* Written tasks
1. In the forum thread on FEMA and the disaster response, what qualification for the head of FEMA does Militant_Tiger's first post mention?
2. Continue the forum thread on FEMA and the disaster response from the point where it ends.

Document start

Mr. Williams is president of the Evergreen Freedom Foundation, a free market public policy research organization in Olympia, Wash.


----------



## Militant_Tiger (Feb 23, 2004)

Because Bush appointed someone completely incompetent to the position of head of FEMA (qualifications included being the president of a horse club). He also claimed that no one saw the disaster coming, when he was fully breifed (and warned about possible levy breaks) several days before. This is simply farther evidence of his incompetence and his attempts to pass the buck.


----------



## Alaskan Brown Bear Killer (Feb 22, 2005)

Militant_Tiger said:


> Because Bush appointed someone completely incompetent to the position of head of FEMA (qualifications included being the president of a horse club). He also claimed that no one saw the disaster coming, when he was fully breifed (and warned about possible levy breaks) several days before. This is simply farther evidence of his incompetence and his attempts to pass the buck.





> The party has closed ranks around its incompetent members and blames the president who was forced to "deal" with an inept governor. Governor Blanco's thanks is to point the finger of blame back at the president when she knows the fault is her own.


----------



## Militant_Tiger (Feb 23, 2004)

Bush appointed Brownie, not the governor. Another attempt by the president to pass the buck. He was fully briefed, and yet took no action to resolve the problem.

http://www.foxnews.com/story/0,2933,189051,00.html



> A review by the Government Accountability Office of 13 major contracts said last week the government had wasted millions of dollars, due mostly to poor planning by FEMA. Among the 13 were three of the four no-bid contracts for temporary housing, worth up to $500 million each, that went to three major firms with extensive government ties.


----------



## SlipperySam (Jan 17, 2006)

Militant - you must be from the East side of the sate huh? Maybe the Canadians will take Detroit....


----------



## Alaskan Brown Bear Killer (Feb 22, 2005)

Militant_Tiger said:


> Bush appointed Brownie, not the governor. Another attempt by the president to pass the buck.


Yea, your right MT, maybe the voters in LA can get a clue!
By the way where's


> Brownie


 NOW?

I think the people of LA should bring the Governor and Mayor up on Murder charges.
:sniper:


----------



## hill billy (Jan 10, 2006)

I blame the Gov and mayor Nagin only. I am from louisiana and fail to see where this is Bush's fault. I feel that the only reason Nagin wasnt to blame because he is black and a majority of the people who suffered were black. It was more conveinient for them to blame the white guy. I am not trying to start any thing racial, but that is just trully what I believe.


----------



## Militant_Tiger (Feb 23, 2004)

Why was it his fault hillbilly?


----------



## Alaskan Brown Bear Killer (Feb 22, 2005)

hill billy said:


> I blame the Gov and mayor Nagin only. I am from louisiana and fail to see where this is Bush's fault. I feel that the only reason Nagin wasnt to blame because he is black and a majority of the people who suffered were black. It was more conveinient for them to blame the white guy. I am not trying to start any thing racial, but that is just trully what I believe.

Document end
Entries start

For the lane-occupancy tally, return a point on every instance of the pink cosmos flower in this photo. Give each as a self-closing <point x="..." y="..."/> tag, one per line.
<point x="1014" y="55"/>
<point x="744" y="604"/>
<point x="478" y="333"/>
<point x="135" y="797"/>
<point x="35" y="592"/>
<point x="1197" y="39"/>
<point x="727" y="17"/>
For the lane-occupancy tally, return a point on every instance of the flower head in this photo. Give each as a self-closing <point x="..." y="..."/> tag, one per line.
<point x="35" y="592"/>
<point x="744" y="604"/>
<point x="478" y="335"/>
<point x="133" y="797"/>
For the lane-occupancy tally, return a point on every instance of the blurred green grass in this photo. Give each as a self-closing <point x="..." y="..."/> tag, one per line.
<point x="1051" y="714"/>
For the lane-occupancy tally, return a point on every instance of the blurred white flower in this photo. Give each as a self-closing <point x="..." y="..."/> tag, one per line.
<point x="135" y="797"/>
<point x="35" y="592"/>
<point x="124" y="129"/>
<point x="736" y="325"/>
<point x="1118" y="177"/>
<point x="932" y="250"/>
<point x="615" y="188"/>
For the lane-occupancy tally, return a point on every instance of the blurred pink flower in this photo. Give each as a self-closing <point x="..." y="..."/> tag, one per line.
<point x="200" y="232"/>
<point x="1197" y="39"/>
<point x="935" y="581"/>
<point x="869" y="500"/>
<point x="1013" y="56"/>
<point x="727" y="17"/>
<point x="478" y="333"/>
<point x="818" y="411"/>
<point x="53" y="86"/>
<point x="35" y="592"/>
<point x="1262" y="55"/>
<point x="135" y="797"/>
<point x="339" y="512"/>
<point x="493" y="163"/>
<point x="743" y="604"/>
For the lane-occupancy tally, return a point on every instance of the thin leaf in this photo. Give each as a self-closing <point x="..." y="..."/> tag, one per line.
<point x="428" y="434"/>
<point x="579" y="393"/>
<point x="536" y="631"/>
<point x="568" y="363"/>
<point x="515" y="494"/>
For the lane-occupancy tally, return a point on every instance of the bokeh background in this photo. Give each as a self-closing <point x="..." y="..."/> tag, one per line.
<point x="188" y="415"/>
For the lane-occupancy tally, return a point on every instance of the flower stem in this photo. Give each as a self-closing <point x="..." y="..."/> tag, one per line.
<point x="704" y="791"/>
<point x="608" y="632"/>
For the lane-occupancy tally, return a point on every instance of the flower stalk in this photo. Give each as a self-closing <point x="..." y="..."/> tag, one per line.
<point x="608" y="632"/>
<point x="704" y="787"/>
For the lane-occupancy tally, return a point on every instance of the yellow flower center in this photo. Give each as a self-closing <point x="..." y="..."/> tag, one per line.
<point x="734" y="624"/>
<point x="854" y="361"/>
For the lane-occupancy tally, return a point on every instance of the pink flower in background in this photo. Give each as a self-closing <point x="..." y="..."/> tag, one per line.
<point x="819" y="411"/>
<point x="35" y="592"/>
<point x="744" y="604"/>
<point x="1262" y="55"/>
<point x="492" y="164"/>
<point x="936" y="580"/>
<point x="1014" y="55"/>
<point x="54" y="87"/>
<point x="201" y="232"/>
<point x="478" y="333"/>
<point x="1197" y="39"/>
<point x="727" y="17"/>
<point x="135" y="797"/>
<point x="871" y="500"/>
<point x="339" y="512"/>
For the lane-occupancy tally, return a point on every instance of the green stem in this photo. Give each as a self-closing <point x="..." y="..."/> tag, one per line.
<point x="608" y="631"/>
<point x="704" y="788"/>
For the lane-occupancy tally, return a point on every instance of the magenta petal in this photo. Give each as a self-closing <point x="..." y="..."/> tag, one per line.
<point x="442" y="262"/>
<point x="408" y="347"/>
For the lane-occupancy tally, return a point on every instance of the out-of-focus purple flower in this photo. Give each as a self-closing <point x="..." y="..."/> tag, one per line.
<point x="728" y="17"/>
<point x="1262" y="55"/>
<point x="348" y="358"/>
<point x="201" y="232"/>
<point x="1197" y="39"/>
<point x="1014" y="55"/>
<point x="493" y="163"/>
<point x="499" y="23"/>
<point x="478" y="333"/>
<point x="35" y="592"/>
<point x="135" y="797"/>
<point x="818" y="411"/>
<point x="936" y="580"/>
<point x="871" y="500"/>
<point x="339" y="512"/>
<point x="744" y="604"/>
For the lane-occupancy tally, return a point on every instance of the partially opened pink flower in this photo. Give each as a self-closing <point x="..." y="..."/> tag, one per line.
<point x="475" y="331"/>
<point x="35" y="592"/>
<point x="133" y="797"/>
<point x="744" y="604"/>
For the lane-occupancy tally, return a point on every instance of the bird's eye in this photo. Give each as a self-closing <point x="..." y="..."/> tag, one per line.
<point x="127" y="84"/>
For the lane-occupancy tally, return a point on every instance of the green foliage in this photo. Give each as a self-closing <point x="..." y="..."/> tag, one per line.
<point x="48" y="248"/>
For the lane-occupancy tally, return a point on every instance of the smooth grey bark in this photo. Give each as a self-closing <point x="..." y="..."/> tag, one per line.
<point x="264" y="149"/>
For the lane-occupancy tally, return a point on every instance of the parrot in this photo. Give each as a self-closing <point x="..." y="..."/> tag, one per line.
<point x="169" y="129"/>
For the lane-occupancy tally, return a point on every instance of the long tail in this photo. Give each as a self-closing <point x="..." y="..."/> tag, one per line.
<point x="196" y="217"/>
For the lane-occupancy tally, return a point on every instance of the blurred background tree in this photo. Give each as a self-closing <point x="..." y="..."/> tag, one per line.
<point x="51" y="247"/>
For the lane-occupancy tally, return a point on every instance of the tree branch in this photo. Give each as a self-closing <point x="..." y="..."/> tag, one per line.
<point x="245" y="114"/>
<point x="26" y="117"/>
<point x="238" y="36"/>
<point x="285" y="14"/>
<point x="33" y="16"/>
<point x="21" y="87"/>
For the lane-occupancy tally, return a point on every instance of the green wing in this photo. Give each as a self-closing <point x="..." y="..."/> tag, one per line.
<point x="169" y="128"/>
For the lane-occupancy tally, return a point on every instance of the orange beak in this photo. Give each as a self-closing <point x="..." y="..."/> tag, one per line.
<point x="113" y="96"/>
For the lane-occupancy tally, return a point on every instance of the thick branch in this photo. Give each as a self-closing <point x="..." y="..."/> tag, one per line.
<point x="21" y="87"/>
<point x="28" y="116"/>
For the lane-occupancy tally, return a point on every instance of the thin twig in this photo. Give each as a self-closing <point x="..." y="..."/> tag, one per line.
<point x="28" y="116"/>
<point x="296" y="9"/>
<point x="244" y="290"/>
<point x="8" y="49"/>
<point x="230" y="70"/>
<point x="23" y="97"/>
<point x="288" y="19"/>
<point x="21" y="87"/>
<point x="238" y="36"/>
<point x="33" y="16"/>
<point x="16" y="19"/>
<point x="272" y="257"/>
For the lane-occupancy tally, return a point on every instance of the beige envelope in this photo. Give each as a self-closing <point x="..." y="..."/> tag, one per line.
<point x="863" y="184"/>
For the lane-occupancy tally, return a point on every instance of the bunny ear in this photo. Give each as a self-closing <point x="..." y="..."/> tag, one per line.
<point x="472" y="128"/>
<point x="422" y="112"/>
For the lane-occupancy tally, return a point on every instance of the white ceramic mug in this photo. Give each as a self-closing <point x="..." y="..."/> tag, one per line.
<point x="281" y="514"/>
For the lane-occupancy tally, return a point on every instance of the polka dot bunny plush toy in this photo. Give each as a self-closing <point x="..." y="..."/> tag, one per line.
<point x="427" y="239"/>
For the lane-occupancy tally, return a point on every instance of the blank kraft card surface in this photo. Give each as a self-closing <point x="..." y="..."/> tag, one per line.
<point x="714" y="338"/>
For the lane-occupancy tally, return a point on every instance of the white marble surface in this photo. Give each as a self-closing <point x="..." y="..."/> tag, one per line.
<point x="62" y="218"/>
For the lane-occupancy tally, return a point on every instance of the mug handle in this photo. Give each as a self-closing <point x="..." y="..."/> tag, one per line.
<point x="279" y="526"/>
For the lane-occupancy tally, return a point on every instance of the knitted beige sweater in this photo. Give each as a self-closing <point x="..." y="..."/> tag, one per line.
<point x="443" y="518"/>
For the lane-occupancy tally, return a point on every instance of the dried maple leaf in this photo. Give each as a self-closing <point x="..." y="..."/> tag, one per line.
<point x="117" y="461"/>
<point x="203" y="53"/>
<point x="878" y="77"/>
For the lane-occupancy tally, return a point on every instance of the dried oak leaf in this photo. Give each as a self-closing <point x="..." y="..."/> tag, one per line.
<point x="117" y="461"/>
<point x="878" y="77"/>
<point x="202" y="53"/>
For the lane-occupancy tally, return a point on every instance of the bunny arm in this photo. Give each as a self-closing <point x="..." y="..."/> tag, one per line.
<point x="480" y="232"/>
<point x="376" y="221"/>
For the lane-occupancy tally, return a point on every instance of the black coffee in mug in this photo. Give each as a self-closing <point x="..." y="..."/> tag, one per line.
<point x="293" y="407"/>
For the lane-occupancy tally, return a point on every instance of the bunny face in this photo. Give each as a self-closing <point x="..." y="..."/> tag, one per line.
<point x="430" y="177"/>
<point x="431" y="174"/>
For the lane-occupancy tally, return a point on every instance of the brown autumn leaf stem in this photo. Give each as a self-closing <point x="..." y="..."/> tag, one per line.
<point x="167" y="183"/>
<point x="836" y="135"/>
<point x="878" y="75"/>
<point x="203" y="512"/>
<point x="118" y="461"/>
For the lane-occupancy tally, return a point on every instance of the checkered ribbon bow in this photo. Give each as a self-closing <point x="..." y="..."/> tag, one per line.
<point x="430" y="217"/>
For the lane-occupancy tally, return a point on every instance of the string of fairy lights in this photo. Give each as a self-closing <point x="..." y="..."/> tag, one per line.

Entries end

* Answers by task
1. Being the president of a horse club.

2.
> The Democratic Party could not possibly sink much lower than it has this past week. The mayor, the governor, and all those liberal websites, blogs, and shrieking leftist politicians should jump into the sewer water that now flows in the streets of New Orleans. That's where they belong, with the rest of the floating waste. The Democratic or "Progressive" party should be buried with the dead. Cause of death: Gross incompetence, asphyxiation from lies, and the failure to accept responsibility for the deaths of thousands of American citizens because power meant more to them than lives.


----------



## Militant_Tiger (Feb 23, 2004)

How can you blame the Democratic party for this flop? They have no power and couldn't have influenced this situation for good or bad. If you wish to blame Nagin, go right ahead, but mayors work on a local level. They are generally more worried more about their constituency than their party.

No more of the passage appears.